• _Directions_
A - Answer these questions about the excerpt on new-vehicle inventory:
(i) How often does NADA put out its report on automotive market trends?
(ii) What did new-vehicle inventory reach at the end of last year?
(iii) What position does Patrick Manzi hold?
B - Reproduce the part of the excerpt on new-vehicle inventory that begins at the words "New-vehicle inventory reached" and stops after "895 in 2021.".
C - Resume the excerpt on new-vehicle inventory, writing on from its final sentence.

• _Extract to read_
● ● ●

The National Automotive Dealers Association (NADA) puts out a report twice a year that looks at the big trends in the automotive market. Not all of NADA’s data is publicly available, but Automotive News has the topline numbers and some helpful quotes.

Here’s the highlight:

New-vehicle inventory reached 1.7 million at the end of last year, up more than 50 percent from the near-historic low of 1.1 million at the start of 2022. The average number of new cars sold per dealership fell 8.5 percent to 819, down from 895 in 2021.

“Inventory was constrained and that had ripple effects throughout the whole market,” NADA Chief Economist Patrick Manzi told Automotive News. “It should be less constrained [in 2023] and we should be able to sell more cars, so it should be good for everybody across the industry.”

● ● ●

• _Entries_

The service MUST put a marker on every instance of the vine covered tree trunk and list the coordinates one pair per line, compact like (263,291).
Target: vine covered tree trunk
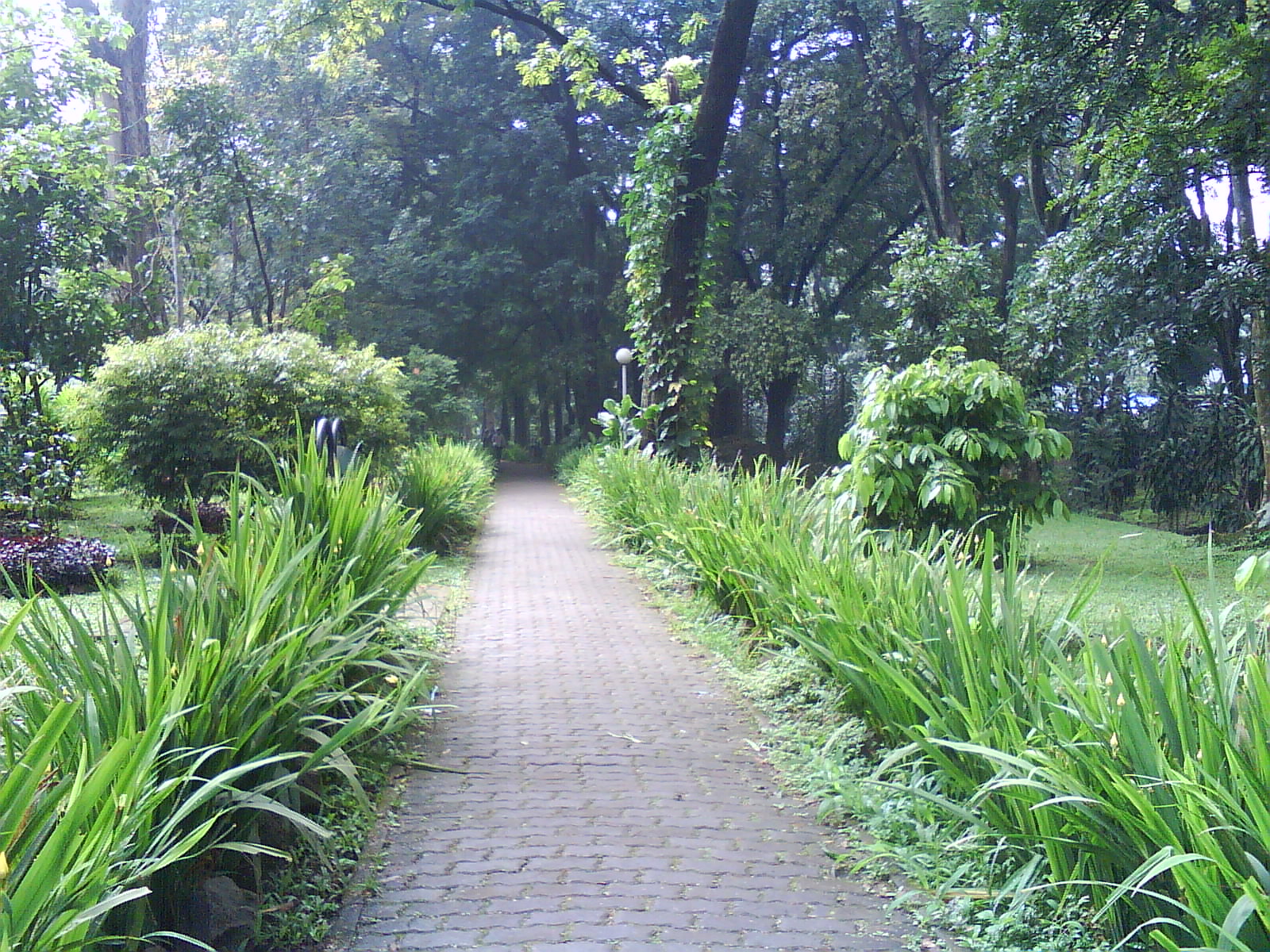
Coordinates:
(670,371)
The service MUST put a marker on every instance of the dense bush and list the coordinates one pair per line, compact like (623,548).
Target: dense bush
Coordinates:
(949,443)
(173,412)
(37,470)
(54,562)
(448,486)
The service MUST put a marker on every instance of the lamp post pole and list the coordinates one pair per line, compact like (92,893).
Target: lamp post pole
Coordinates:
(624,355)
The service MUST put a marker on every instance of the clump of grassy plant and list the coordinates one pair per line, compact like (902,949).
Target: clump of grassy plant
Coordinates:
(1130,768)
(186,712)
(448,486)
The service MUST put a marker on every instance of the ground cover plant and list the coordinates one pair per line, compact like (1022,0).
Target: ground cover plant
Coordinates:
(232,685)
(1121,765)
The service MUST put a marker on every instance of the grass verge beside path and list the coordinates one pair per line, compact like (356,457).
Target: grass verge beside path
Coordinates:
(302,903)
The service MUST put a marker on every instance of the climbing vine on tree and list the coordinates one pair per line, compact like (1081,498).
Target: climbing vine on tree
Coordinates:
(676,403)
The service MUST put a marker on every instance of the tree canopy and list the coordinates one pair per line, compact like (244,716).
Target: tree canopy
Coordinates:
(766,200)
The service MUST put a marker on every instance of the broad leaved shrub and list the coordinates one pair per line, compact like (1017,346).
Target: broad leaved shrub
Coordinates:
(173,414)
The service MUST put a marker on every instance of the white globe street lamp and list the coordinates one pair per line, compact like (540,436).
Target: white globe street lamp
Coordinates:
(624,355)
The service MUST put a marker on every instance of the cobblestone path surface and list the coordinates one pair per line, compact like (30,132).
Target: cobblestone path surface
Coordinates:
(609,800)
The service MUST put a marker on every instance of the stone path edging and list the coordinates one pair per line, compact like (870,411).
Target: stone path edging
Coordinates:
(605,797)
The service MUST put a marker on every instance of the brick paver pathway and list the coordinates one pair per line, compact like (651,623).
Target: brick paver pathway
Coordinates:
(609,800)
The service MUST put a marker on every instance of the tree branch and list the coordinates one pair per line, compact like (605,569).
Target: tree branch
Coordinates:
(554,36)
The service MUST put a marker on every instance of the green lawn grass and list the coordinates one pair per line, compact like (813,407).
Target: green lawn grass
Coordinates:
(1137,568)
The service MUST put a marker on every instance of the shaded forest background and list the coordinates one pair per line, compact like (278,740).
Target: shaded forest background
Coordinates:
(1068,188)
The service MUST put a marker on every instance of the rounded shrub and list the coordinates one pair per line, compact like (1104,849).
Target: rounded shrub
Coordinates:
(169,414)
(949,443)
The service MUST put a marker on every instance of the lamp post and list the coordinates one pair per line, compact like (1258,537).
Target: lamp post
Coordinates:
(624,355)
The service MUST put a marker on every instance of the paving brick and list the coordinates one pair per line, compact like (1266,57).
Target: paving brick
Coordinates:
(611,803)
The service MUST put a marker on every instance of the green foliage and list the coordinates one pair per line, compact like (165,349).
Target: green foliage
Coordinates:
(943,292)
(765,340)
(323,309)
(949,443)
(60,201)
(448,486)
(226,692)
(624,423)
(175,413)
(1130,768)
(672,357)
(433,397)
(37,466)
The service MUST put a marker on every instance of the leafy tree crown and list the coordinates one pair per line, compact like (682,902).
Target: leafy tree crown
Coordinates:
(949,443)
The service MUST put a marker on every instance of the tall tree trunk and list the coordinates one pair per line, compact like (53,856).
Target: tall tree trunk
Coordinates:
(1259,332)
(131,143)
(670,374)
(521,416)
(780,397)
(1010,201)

● ● ●

• _Written answers_
A -
(i) Twice a year.
(ii) 1.7 million.
(iii) He is NADA Chief Economist.

B -
New-vehicle inventory reached 1.7 million at the end of last year, up more than 50 percent from the near-historic low of 1.1 million at the start of 2022. The average number of new cars sold per dealership fell 8.5 percent to 819, down from 895 in 2021.

C -
Cool, cool, cool. Here’s the key quote, with the key bits in bold:

Inflationary pressure throughout the supply chain and limited chip supply helped drive up new-vehicle prices, Manzi said, noting automakers in many cases chose to build higher-margin vehicles with the available chips.

“Looking ahead into this year, I think as the chip supply improves, we will see OEMs again able to build more affordable vehicles, more entry-level models, lower-trim vehicles,” he said. “Whether they do or not, that can still be up for debate, but I think the ability to do that will improve as the chip and other supply chain issues lessen throughout the year.”

So they could build more affordable cars. You can almost hear the ¯\_(ツ)_/¯ in his voice. What do I think is going to happen?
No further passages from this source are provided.